:: Instructions to follow ::
All entries are to be given again verbatim.

╭─ Exercise materials

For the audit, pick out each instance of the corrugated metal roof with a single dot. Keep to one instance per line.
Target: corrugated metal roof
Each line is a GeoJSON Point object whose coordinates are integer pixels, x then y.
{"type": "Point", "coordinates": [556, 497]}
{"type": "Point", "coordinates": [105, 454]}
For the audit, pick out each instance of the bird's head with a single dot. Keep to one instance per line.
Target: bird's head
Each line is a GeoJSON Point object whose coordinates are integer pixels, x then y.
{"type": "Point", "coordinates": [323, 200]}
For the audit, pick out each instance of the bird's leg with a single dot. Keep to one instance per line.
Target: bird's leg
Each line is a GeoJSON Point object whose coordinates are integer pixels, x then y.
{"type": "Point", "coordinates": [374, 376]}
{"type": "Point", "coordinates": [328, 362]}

╰─

:: Exercise solution ::
For the audit, pick out each instance of the corrugated metal roof with a single dot. Keep to one instance per line.
Target: corrugated metal roof
Each line is a GeoJSON Point object whose coordinates are integer pixels, x then y.
{"type": "Point", "coordinates": [556, 497]}
{"type": "Point", "coordinates": [105, 454]}
For the audit, pick out each instance of the bird's head with a single dot. Keep to one instance per line.
Target: bird's head
Each line is a GeoJSON Point object whose coordinates are integer pixels, x then y.
{"type": "Point", "coordinates": [323, 200]}
For the audit, pick out each instance of the bird's leg with a single dot. Keep to one instance per line.
Target: bird's leg
Each line is a GeoJSON Point object whose coordinates are integer pixels, x then y.
{"type": "Point", "coordinates": [374, 376]}
{"type": "Point", "coordinates": [328, 362]}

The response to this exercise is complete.